_WRITTEN PROBLEM A_
Answer these questions about "The Gentlemen" review, one line each:
(i) How many episodes make up the series, and how long is each?
(ii) Which film of the previous year does the review give as an example of Ritchie keeping the mayhem under wraps?
(iii) Who plays Eddie Horniman's father, Archibald?
_WRITTEN PROBLEM B_
Write the next part of "The Gentlemen" review, picking up after its last sentence.

_SOURCE EXTRACT_
☆ ☆ ☆
TV Review: ‘The Gentlemen,’ streaming, Netflix

April 10, 2024
By John Mulderig
OSV News
Filed Under: Movie & Television Reviews

NEW YORK (OSV News) – Can an aristocratic lifestyle and a secret narcotics business mix? According to both his eponymous 2020 film and its current small-screen variation, “The Gentlemen,” showrunner Guy Ritchie thinks they can. The series, comprising eight hour-long episodes, is streaming now on Netflix.

Although he has been known to stray from the formula, many of Ritchie’s productions involve a familiar recipe. He tends to populate an underworld milieu with eccentric characters exchanging sharp — but also sometimes comically dumb — dialogue. Additionally, he’s not shy about graphic depictions of violence.

Nonetheless, although Ritchie’s projects tend to be edgy, sometimes the mayhem is kept sufficiently under wraps for viewers to be able to appreciate the more acceptable elements incorporated into his work. That was the case, for instance, with last year’s humorous espionage movie “Operation Fortune: Ruse de Guerre.”

Unfortunately, along with a few moments of intense gory violence, his latest production comes burdened with a diffuse plot and an overall feeling of slackness. More significantly, it also contains a treatment of Christian faith that plays fast and loose with religious sensibilities.

Theo James plays coolheaded United Nations peacekeeping officer Eddie Horniman. The younger son of a duke, Eddie is summoned home from his duties in the Middle East to be present at the deathbed of his elderly father, Archibald (Edward Fox).
☆ ☆ ☆
_RECORDED INFORMATION_

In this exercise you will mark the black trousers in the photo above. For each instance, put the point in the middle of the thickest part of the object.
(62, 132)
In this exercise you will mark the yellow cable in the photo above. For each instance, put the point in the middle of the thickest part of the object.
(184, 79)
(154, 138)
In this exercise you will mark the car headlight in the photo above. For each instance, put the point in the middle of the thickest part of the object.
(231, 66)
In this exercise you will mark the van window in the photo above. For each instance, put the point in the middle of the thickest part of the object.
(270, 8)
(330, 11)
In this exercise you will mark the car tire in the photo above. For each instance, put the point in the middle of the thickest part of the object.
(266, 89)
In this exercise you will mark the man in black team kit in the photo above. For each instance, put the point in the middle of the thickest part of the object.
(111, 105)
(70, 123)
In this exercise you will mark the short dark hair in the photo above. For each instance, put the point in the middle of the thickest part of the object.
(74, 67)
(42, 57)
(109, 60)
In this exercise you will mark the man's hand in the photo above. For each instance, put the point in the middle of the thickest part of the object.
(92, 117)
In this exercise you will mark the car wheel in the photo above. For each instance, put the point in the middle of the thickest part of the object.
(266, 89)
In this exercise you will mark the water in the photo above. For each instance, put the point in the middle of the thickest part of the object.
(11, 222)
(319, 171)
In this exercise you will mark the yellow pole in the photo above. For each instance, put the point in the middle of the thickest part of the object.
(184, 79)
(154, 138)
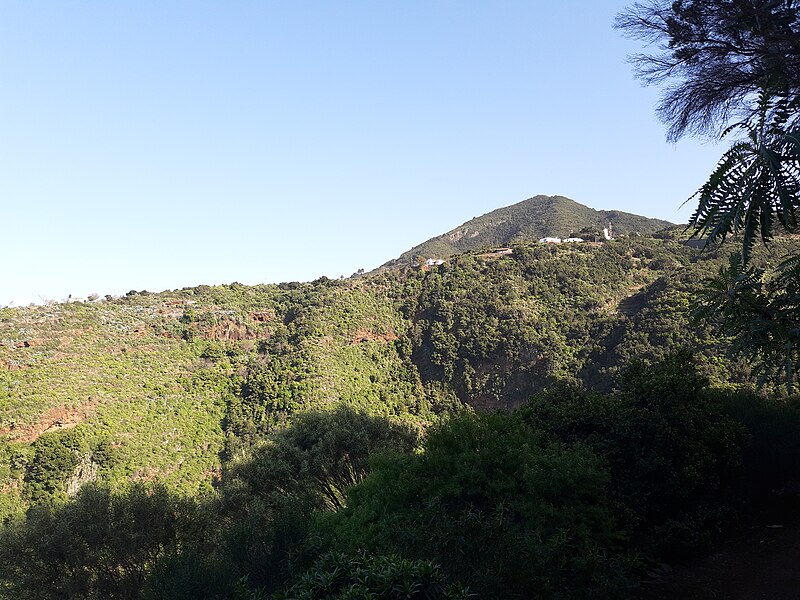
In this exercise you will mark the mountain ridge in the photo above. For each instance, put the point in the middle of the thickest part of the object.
(529, 220)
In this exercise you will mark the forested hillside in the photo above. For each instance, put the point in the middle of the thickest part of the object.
(531, 219)
(234, 410)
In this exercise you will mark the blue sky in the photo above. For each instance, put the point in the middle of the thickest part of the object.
(158, 145)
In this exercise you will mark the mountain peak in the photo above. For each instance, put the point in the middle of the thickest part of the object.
(532, 219)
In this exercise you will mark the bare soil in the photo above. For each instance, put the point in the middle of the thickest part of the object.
(758, 559)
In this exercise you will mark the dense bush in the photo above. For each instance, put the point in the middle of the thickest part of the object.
(500, 509)
(674, 456)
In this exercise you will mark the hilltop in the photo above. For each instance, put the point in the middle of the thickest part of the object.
(528, 221)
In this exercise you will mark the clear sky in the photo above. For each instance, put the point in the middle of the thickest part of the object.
(162, 144)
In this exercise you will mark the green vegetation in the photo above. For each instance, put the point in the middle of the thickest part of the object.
(531, 219)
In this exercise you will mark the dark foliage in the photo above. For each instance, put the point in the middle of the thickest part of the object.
(714, 57)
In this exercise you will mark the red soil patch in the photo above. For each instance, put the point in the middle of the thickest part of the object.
(364, 335)
(58, 417)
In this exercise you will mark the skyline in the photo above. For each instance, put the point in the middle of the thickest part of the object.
(151, 146)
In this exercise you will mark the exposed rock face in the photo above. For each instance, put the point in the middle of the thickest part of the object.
(84, 473)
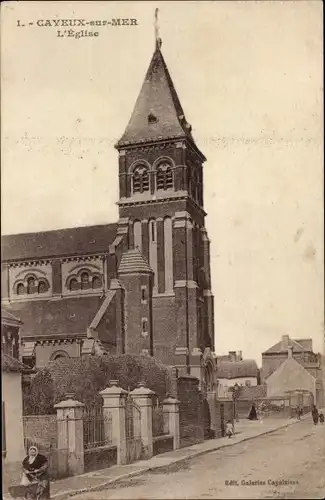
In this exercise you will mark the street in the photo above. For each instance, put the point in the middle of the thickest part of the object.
(251, 469)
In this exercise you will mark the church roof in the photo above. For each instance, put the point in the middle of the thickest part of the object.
(59, 242)
(237, 369)
(9, 319)
(133, 262)
(282, 347)
(10, 364)
(72, 315)
(158, 113)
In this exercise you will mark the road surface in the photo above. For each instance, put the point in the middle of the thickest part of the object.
(287, 464)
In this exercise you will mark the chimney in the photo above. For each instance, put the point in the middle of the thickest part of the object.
(232, 355)
(285, 342)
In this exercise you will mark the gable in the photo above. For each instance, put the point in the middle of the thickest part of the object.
(61, 242)
(279, 348)
(288, 377)
(55, 317)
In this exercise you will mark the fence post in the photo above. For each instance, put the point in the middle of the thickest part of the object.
(171, 408)
(114, 406)
(142, 396)
(70, 433)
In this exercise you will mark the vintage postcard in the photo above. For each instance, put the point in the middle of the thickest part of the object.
(162, 279)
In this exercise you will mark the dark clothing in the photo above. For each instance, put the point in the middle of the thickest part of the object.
(314, 413)
(36, 472)
(252, 414)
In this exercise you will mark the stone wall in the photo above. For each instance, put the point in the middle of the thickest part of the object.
(190, 410)
(42, 429)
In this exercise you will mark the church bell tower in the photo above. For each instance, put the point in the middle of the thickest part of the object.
(161, 196)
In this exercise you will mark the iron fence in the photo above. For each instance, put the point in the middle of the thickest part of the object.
(159, 421)
(97, 428)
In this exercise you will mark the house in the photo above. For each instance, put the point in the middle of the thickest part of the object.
(300, 351)
(11, 374)
(291, 377)
(140, 285)
(232, 369)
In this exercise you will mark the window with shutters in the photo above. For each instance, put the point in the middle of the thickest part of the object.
(140, 181)
(164, 177)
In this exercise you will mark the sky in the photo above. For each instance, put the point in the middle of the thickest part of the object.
(249, 77)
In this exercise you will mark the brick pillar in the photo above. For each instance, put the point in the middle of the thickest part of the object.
(70, 433)
(114, 407)
(142, 396)
(171, 408)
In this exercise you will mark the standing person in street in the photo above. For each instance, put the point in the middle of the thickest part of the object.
(229, 429)
(314, 413)
(252, 414)
(298, 412)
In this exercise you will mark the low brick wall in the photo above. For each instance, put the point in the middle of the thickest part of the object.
(190, 410)
(100, 458)
(41, 429)
(161, 444)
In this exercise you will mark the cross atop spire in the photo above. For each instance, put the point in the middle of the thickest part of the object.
(157, 38)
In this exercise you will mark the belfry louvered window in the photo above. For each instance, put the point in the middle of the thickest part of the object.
(164, 177)
(140, 179)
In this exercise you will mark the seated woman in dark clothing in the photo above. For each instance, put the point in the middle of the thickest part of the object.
(35, 474)
(252, 414)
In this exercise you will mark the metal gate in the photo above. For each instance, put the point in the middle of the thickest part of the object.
(132, 430)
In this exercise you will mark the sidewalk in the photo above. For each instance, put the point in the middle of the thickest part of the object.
(98, 480)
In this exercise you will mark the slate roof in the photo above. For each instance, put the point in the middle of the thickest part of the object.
(133, 262)
(280, 347)
(157, 98)
(51, 317)
(236, 369)
(10, 364)
(60, 242)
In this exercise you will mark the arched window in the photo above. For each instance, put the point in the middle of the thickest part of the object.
(164, 177)
(42, 287)
(73, 285)
(20, 289)
(140, 179)
(85, 283)
(153, 258)
(137, 235)
(168, 244)
(59, 355)
(31, 285)
(96, 282)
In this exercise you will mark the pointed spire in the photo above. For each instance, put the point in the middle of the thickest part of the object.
(157, 114)
(157, 37)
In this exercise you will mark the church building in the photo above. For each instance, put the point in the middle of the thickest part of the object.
(140, 285)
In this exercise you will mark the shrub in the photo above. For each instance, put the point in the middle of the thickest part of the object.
(85, 377)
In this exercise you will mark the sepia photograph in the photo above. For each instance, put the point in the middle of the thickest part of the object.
(162, 250)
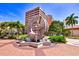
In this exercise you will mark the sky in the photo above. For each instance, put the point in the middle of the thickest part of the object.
(16, 11)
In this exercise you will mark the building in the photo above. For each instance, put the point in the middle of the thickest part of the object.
(75, 30)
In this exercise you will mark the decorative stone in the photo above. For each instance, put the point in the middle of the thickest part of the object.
(36, 22)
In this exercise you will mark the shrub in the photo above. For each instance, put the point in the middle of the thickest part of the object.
(60, 39)
(22, 37)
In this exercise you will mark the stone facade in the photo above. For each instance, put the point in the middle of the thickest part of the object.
(36, 22)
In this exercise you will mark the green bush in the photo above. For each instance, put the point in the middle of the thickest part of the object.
(22, 37)
(60, 39)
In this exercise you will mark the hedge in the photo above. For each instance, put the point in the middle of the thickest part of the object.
(59, 39)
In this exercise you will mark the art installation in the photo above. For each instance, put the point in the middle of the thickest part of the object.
(36, 20)
(37, 25)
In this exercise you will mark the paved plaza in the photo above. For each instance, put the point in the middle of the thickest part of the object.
(8, 49)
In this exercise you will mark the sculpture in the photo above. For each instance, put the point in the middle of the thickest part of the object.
(37, 24)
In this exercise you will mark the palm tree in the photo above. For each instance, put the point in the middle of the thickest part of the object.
(71, 20)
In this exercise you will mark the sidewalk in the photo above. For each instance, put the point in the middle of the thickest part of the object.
(74, 42)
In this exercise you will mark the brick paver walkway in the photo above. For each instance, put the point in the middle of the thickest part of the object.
(8, 49)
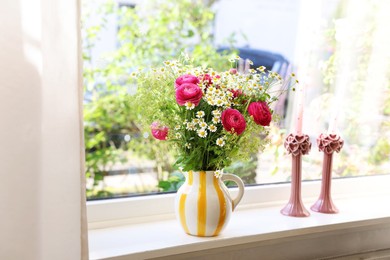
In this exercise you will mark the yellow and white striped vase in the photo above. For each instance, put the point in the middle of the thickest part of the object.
(203, 203)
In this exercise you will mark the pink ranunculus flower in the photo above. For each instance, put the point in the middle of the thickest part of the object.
(188, 92)
(206, 78)
(233, 121)
(159, 132)
(187, 78)
(260, 112)
(233, 71)
(236, 93)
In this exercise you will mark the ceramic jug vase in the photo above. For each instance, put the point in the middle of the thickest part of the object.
(203, 203)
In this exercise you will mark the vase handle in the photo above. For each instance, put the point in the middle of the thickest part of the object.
(240, 184)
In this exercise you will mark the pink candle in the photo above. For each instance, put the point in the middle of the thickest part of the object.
(333, 124)
(299, 119)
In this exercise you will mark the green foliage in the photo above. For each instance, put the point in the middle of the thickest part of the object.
(148, 34)
(197, 152)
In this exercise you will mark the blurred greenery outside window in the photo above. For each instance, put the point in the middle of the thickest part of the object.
(345, 65)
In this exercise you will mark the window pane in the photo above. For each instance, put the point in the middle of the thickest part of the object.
(338, 49)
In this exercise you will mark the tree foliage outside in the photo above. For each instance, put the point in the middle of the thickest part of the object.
(147, 35)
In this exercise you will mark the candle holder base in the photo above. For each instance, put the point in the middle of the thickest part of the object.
(296, 145)
(324, 206)
(327, 143)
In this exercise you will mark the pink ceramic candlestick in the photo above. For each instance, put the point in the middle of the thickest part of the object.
(296, 145)
(328, 144)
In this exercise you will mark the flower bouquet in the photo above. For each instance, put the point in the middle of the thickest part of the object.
(211, 118)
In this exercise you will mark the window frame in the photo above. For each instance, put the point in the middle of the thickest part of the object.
(140, 209)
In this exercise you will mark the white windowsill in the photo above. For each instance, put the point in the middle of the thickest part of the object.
(252, 224)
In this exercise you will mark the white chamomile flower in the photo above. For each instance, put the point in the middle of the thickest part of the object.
(202, 133)
(203, 124)
(218, 173)
(216, 113)
(200, 114)
(216, 120)
(220, 142)
(212, 128)
(189, 105)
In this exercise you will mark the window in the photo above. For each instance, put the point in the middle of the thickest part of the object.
☆ ☆ ☆
_RESULT A_
(i) Eight episodes, each an hour long.
(ii) "Operation Fortune: Ruse de Guerre."
(iii) Edward Fox.

_RESULT B_
At the subsequent reading of the will, Eddie is surprised to learn that he and not his older brother, Freddy (Daniel Ings), is to be the heir both to Dad’s title and to the family’s vast estate. Two other revelations follow in short order.

First, Eddie discovers that selfish nitwit Freddy, a cocaine addict with a fondness for gambling, owes millions to a ruthless gangster. Second, he’s informed by Susie Glass (Kaya Scodelario), the daughter of a different kingpin, that her criminal clan has, for years, been using tunnels under the grounds of the Horniman’s stately home to run a huge cannabis growing operation.

Since his share of the profits from this enterprise constituted the late duke’s primary source of income, his successor finds himself in a quandary. The only way to get Freddie out of his potentially fatal jam, it seems, is for Eddie to go on cooperating with Susie and her imprisoned pa, Bobby (Ray Winstone), and see if they’ll help raise the necessary funds in the short term.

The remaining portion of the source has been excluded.